_Short exercise A_: According to the match report below, how long had Birmingham's defence gone without being breached in Premiership action before Van Nistelrooy's penalty?

_Passage to read_:
<<<<

There was some sympathy for Bruce's appeal to natural justice, but such a course will take football's judges into the dark room for even longer than the video advisory panel. But one referee's common sense is different from another's. This is the road to even greater inconsistency - the bane of managers' lives - not less.

Under the law Taylor, as last man, simply had to be dismissed for upending Scholes. Ferguson, without any desire to fan the flames, agreed with Mike Dean's decision - "Any goalkeeper is going to go for that." With Taylor's banishment went any Birmingham hope of holding the champions. But Bruce was again wrong in asserting that the incident "ruined the game as a spectacle".

Save for Scholes's flourishes, and some wonderful theatrics from Christophe Dugarry - the Frenchman was at his most feckless - the spectacle was as flat as a Brummie accent. Birmingham came to contain, not conquer, and as the first half deepened, United seemed becalmed.

Van Nistelrooy broke his barren penalty run - a hat-trick of domestic failures - by changing his habit and driving to the keeper's left side. So the stand-in Ian Bennett was beaten and Birmingham's defence breached for the first time in 5 hours and 54 minutes of Premiership action.

Birmingham kept right on to the end, but it was a procession towards Bennett's goal, apart from a glaring failure by Jamie Clapham to exploit Gary Neville's lapse of concentration.

Scholes shot low and true from 20 yards for the second goal and Ryan Giggs, from Diego Forlan's piercing pass, slid in the third. It was all hard on Kenny Cunningham and Matthew Upson, who had previously formed a central pair without a league goal against them this season.

Throughout, the crowd made appreciative noises about Darren Fletcher, the 19-year-old midfielder making his home debut.

"A very intelligent, lovely, balanced player," said Ferguson. Praise indeed.

>>>>

_Exercise materials_:
<<<<

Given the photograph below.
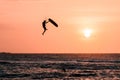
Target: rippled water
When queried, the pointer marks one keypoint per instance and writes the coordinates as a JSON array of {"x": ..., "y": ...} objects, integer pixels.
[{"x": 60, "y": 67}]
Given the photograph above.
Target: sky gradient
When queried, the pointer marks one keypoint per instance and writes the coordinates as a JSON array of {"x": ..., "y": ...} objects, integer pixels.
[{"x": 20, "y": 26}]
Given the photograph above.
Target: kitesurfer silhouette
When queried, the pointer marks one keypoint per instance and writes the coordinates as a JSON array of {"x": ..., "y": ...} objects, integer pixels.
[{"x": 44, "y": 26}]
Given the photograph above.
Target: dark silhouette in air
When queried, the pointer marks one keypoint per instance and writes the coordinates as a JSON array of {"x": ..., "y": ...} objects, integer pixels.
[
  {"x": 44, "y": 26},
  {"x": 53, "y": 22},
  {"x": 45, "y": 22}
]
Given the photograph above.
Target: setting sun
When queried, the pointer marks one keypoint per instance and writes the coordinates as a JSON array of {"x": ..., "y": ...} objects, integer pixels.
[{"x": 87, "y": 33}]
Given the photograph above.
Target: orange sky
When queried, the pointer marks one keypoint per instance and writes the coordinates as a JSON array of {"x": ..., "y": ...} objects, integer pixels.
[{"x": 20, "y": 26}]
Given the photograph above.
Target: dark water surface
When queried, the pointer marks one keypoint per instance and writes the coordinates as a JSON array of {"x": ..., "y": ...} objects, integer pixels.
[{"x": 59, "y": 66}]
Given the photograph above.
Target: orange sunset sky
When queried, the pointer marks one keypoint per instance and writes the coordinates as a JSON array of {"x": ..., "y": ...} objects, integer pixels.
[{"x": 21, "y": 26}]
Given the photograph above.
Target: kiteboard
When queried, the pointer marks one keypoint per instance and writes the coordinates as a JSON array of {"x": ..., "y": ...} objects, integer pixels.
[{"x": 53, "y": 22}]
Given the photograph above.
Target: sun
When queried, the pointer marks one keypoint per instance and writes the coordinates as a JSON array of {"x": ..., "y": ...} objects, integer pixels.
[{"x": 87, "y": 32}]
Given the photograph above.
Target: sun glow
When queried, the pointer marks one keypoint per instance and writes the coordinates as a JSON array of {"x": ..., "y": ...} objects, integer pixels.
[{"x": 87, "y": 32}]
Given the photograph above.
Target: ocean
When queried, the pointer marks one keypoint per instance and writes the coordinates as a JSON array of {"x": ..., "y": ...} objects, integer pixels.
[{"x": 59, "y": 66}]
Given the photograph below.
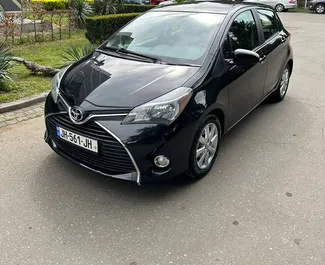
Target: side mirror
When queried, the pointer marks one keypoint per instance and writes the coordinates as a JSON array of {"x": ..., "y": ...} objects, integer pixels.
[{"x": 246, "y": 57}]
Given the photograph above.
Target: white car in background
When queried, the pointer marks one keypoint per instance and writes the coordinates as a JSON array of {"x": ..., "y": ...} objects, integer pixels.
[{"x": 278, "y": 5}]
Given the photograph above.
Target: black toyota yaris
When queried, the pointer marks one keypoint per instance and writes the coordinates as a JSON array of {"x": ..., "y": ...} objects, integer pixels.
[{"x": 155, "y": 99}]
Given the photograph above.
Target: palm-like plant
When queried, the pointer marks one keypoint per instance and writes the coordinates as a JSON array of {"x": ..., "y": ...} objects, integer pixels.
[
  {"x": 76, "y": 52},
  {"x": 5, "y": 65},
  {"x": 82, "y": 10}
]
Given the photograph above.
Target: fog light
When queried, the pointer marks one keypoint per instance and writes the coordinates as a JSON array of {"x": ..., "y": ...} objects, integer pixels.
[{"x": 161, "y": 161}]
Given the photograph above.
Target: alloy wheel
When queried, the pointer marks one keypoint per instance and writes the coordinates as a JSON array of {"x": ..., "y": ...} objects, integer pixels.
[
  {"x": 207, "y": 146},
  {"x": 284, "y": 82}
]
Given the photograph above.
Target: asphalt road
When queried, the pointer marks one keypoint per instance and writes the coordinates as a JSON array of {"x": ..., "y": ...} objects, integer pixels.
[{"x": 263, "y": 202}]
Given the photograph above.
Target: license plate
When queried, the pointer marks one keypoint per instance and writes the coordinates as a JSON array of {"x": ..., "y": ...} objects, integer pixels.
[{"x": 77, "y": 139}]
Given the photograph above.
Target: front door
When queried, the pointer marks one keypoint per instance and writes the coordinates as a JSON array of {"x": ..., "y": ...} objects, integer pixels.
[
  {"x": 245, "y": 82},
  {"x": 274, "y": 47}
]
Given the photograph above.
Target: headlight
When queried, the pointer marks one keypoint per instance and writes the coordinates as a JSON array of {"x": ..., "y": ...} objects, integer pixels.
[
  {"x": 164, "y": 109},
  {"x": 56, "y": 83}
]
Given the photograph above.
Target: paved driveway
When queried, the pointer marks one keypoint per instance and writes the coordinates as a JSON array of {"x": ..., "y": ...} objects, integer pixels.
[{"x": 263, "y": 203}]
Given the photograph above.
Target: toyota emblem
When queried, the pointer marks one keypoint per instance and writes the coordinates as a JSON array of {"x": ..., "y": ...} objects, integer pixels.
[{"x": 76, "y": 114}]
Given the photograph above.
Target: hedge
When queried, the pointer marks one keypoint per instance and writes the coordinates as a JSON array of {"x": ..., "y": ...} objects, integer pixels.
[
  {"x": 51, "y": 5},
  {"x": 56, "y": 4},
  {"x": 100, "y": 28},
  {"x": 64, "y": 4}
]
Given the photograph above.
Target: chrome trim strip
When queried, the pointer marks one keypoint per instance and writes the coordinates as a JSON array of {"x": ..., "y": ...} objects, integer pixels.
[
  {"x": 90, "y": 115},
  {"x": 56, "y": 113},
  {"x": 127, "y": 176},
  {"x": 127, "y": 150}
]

>>>>

_Short exercise B_: Pull out every line of the records above that contains the string "dark", matching case exactly.

_Exercise result A_: 5 hours and 54 minutes.

_Exercise result B_:
Target: dark silhouette in air
Target: dark water surface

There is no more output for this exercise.